Work task -> Exactly as given, repeat all of the entries.

(Spatial localization data)
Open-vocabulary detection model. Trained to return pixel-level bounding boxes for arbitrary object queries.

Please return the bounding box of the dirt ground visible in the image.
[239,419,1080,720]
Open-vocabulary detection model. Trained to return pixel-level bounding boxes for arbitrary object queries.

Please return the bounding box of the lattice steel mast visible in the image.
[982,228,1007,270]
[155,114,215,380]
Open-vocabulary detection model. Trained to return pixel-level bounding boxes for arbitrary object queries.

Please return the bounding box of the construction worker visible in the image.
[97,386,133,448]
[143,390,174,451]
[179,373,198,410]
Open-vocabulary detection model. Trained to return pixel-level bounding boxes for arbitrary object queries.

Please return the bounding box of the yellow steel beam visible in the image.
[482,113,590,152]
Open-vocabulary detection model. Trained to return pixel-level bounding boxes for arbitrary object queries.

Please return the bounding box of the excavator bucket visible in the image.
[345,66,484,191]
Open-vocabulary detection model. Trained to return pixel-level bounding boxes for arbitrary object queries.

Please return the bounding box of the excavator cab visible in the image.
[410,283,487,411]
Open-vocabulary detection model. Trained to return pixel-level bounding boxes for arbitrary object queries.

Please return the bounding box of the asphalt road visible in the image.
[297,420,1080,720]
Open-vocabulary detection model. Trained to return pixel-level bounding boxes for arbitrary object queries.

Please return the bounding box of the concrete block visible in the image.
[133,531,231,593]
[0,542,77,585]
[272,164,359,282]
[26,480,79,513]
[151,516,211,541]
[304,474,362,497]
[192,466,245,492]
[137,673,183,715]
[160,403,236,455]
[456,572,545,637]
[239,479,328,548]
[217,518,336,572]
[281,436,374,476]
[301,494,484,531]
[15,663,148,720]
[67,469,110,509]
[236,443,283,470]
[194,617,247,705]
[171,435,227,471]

Final answer ->
Open-vocabulary detection model. Trained to return pixel-level bounding boxes for arbitrary object queries.

Please return the bounding box of the dirt ground visible in the image.
[239,419,1080,720]
Open-vocabulary detection model. Trained to return pixel-level bounding boxes for arbitrary object queries.

Please return the bounding box of the lattice steel mast visible in the image.
[982,228,1007,270]
[155,114,215,380]
Open-vocabulary detection model. Trained to return pixel-level bounding boxes for arbitrary object queries.

Please return the bounding box of the construction worker visible in the image.
[97,386,133,448]
[143,390,174,451]
[179,373,198,410]
Open-vocabulary detection model. Trained to return pixel-level bounding boxes for arbitrary object queries.

Please return the bounding box of the yellow steel beam visible in the image.
[482,113,590,152]
Open-vocabulary detection model. Trained to return pixel-level bounding boxes for arbitrary object queries.

Please return the bounding box of the excavator bucket visible in the image.
[345,66,484,191]
Open-vocabulary detection model. Trained to return pixel-level bounding boxes for arbitrary object queries.

Please return the bounding box of the excavator cab visible in the image.
[410,283,487,411]
Open-vocabulary detection model. Trained to return pixel-level bounding boxes for arbitrary object queries.

Please return the bounding box of the asphalt road visible in the image.
[297,420,1080,720]
Open-vocabulary detection model. Trained to return pixel-level bounding boxes for arbitrary object queries.

Please return the bounding box of the concrete block visible in the image.
[133,531,231,593]
[0,542,77,585]
[272,164,359,282]
[26,480,79,513]
[151,516,211,541]
[304,474,362,497]
[192,466,245,492]
[137,673,183,715]
[160,403,236,455]
[456,572,545,637]
[239,479,328,548]
[217,518,336,572]
[281,436,374,476]
[301,494,484,531]
[15,663,148,720]
[67,469,110,509]
[236,443,283,470]
[194,617,247,705]
[171,435,227,471]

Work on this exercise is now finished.